(DATA EXCERPTS Opens)
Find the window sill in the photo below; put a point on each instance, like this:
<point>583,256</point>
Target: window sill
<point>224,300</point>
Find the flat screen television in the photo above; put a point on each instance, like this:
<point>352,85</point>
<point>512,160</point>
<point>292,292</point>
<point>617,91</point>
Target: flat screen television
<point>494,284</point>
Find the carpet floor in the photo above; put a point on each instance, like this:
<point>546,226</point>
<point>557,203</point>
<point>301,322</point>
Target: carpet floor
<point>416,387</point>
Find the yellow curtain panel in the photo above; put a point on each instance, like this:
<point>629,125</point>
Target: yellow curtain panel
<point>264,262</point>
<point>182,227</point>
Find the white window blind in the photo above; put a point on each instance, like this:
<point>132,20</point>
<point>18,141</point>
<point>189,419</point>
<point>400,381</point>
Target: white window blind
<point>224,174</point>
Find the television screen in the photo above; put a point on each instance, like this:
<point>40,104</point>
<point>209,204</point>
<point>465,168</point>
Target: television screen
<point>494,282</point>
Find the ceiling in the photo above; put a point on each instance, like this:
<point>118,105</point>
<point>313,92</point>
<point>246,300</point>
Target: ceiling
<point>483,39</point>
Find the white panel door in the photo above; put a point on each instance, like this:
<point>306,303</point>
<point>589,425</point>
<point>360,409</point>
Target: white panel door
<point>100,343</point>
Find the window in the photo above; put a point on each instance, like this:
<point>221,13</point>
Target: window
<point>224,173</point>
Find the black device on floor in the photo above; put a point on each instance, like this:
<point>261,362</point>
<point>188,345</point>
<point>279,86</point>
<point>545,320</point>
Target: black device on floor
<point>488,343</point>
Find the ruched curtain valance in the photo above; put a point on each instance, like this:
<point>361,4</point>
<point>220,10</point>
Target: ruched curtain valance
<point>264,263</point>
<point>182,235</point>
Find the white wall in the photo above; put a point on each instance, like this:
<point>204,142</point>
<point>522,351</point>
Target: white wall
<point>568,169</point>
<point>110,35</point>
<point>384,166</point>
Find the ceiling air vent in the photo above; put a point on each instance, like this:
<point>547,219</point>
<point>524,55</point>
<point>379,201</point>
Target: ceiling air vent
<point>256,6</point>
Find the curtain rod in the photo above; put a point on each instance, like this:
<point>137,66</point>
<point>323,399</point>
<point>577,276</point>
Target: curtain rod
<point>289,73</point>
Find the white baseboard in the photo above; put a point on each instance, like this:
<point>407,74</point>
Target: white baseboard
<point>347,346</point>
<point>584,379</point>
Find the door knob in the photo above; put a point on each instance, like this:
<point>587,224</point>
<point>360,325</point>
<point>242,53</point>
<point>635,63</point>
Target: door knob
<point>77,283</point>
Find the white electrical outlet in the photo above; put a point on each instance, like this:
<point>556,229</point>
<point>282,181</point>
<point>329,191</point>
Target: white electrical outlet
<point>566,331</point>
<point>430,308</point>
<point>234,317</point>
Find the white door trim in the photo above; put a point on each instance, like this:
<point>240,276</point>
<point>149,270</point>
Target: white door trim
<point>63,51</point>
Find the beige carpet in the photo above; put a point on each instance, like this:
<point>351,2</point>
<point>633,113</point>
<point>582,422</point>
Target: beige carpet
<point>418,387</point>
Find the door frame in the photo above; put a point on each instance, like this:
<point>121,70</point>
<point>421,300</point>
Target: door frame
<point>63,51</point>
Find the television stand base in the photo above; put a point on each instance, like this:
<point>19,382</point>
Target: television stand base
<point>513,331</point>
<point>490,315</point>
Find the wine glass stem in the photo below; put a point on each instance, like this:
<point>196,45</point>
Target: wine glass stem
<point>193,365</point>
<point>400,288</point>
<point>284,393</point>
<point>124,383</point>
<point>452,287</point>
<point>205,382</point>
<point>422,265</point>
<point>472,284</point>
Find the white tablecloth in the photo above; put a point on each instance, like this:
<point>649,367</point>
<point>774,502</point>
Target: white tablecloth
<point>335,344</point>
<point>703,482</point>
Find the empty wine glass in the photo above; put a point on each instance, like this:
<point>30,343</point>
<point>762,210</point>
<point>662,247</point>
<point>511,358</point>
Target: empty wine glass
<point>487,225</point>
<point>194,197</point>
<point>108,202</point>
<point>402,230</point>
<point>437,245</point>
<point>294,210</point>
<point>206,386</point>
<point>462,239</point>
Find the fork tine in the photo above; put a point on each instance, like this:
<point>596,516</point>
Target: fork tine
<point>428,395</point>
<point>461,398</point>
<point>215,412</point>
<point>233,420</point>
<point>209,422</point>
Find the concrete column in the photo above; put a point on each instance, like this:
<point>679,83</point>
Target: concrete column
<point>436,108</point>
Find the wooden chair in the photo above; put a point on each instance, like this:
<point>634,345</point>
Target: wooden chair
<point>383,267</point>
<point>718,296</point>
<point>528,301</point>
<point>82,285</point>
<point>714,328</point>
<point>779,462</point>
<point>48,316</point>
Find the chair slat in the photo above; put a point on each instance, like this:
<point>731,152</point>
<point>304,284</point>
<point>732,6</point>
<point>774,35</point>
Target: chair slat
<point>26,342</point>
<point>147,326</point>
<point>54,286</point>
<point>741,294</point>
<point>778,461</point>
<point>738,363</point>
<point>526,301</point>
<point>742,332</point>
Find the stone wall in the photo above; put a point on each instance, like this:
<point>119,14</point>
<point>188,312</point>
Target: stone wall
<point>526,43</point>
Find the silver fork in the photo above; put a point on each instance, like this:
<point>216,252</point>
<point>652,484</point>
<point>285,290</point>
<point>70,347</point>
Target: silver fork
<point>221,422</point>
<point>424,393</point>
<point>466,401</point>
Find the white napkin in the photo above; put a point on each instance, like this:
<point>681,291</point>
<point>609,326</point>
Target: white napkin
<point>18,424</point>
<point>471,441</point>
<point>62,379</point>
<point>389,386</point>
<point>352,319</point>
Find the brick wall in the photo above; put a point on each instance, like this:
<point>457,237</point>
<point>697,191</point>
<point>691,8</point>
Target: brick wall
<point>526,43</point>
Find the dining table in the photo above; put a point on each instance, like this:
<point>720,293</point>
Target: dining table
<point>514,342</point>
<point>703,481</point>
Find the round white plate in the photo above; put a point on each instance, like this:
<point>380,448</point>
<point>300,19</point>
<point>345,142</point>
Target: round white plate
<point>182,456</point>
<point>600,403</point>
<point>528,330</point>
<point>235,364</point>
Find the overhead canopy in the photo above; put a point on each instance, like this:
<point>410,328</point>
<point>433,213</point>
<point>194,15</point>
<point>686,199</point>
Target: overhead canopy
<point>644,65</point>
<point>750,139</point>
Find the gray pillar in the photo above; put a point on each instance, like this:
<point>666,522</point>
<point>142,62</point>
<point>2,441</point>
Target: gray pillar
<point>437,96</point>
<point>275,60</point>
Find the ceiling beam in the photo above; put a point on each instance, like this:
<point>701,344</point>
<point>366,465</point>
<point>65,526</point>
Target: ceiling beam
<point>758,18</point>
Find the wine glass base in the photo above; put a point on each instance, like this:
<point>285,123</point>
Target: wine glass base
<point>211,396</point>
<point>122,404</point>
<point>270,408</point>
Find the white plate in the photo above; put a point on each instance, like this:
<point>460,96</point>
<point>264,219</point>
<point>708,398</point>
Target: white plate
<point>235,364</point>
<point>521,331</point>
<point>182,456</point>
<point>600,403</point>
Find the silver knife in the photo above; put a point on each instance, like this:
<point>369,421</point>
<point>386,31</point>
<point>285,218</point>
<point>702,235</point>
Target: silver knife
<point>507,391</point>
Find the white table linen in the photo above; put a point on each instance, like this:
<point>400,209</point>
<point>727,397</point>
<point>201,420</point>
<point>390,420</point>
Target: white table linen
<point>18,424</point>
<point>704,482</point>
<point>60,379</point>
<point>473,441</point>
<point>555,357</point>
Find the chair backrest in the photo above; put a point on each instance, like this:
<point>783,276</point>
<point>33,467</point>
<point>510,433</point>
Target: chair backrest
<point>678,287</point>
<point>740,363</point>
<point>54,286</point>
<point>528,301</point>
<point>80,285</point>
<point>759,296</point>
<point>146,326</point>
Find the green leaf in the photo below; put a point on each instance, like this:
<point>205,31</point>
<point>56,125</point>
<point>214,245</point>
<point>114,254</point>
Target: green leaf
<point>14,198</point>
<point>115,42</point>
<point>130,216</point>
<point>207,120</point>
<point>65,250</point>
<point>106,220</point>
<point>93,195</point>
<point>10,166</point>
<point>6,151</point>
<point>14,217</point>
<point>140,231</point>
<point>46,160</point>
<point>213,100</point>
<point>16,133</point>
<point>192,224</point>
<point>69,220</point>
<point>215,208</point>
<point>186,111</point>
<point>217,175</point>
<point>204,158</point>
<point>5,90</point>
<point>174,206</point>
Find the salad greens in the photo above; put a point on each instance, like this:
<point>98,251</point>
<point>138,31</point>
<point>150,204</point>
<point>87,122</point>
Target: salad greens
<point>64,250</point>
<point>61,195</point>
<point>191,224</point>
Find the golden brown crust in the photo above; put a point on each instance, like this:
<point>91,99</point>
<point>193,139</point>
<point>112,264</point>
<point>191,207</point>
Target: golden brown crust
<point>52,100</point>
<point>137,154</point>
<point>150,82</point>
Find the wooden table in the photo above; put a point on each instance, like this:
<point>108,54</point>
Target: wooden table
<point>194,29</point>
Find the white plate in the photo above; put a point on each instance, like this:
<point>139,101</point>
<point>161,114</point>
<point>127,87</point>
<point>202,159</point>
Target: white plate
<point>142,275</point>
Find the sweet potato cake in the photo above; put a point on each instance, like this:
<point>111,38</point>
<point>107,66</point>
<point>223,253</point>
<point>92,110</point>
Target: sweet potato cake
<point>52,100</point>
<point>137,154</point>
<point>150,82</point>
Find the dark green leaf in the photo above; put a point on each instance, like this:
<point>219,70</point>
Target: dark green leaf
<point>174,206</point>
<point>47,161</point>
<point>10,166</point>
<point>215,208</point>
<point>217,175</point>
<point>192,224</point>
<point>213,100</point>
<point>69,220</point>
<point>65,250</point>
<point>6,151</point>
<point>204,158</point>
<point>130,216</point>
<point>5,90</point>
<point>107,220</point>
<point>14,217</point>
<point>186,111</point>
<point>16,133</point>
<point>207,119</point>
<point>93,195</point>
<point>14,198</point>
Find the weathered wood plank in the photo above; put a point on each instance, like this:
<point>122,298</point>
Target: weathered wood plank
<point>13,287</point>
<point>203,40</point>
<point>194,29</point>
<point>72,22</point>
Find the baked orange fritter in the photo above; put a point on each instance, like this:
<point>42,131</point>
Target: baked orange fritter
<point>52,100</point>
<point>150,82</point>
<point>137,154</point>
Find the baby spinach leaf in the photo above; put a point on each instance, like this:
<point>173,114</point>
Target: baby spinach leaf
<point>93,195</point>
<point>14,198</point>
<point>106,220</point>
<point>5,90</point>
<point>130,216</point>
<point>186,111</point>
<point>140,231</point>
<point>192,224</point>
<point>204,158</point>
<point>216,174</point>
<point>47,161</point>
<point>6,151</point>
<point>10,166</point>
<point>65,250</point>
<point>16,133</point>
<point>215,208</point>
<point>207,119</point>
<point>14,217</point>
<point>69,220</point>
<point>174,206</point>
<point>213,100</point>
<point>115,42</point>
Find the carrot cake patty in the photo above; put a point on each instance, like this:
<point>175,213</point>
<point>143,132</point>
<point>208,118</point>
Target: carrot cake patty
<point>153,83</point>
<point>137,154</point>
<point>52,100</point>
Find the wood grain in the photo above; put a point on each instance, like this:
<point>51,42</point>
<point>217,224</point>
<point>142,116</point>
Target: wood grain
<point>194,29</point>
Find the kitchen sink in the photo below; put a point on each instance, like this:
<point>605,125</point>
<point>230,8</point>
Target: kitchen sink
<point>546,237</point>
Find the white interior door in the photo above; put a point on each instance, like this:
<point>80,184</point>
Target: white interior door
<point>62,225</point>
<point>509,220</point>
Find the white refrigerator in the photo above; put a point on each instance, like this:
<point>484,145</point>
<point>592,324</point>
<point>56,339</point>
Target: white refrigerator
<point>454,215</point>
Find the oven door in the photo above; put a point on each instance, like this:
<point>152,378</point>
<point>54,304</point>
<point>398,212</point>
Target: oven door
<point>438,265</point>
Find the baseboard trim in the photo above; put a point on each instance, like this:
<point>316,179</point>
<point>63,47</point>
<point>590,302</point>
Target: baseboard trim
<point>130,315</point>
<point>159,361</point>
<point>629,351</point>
(DATA EXCERPTS Closes)
Emit verbatim the lines running from the one with "<point>316,179</point>" through the last line of the data, both endpoints inclusive.

■ **RESPONSE**:
<point>316,179</point>
<point>63,47</point>
<point>590,302</point>
Target: baseboard trim
<point>130,315</point>
<point>159,361</point>
<point>629,351</point>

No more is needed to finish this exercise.